#### Tasks to perform
(a) In two sentences, summarize the post about Elastic's Anomaly Detection module.
(b) Carry on the post about Elastic's Anomaly Detection module, picking up right after its final sentence.

#### Given passage
===============
I have a question about the Anomaly Detection module provided by elastic stack. As per my understanding of Machine Learning the more data being fed to the model the better learning it will do provided the data is proper. Now I want to use the Anomaly Detection Module in kibana. I did some testing with that and with some reading I found that basically it is better that we have at least 3 weeks of data or 20 buckets worth. Now lets say we receive about 40 million records a day. This will take a whole lot of time for the model to train for a day itself now if get about 3 weeks worth of this amount of data this will put a lot of pressure on the node. But if I feed the model less data and reduce the bucket span it will make my model more sensitive. So what is my best bet for this. How is that I can make the most out of the Anomaly Detection module.
Just FYI: I do have a dedicated Machine learning Node with equipped with more than enough memory but it still takes a whole lot of time to process records for a day so my concern is it will take a whole whole lot of time to process 3 weeks worth of data.
So My question is that if we give large amount of data for short amount of time say 1 week to the model for training and if we give large amount of data for a slightly longer amount of time say 3 weeks to the model for training will these two models detect anomalies with the same accuracy.
===============
#### Items

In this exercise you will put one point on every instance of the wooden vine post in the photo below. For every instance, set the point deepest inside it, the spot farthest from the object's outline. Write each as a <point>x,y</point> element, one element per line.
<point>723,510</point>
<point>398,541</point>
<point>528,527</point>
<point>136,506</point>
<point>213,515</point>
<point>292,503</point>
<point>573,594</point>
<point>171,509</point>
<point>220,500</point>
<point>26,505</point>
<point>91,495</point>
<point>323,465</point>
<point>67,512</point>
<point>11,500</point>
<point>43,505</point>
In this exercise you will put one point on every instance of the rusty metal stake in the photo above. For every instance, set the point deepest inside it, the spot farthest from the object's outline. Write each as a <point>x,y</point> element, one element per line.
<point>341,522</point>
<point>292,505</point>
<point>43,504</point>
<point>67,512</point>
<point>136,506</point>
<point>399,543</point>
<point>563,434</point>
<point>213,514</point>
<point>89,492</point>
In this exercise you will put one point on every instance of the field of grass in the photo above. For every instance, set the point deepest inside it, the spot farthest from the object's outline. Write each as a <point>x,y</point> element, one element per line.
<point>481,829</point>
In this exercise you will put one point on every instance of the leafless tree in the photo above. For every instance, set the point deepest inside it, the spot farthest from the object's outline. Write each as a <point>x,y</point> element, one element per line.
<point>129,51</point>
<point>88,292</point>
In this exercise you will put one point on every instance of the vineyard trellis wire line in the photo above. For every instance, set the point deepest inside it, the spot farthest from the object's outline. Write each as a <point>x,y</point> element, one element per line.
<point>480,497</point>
===============
#### Answers for the exercise
(a) The writer wants to use the Anomaly Detection module in Kibana but worries that, at about 40 million records a day, training on the recommended three weeks of data will take a very long time and strain the node, even with a dedicated machine learning node with ample memory. They ask whether a model trained on one week of large data and one trained on three weeks would detect anomalies with the same accuracy, and how to get the most out of the module.

(b)
If you have a dedicated ML node with ample memory, I don't see what the problem could be. Common sense has it that the more data you have, the better the model can learn, and the more accurate your prediction model will be. Also seasonality might not be well captured with just one week of data. If you have the data and are not using it out of fear that it will take a "some time" to analyze it, what's the point of gathering it in the first place?
It is true that it will take "some time" to build the model initially, but afterwards, the ML process will run more frequently depending on your chosen bucket span size (configurable) and process the new documents that arrived in the meantime, it's really fast. Regarding sensitivity, your mileage may vary, but it's not dependent only on the amount of data you feed, but also on the size of the bucket span you choose.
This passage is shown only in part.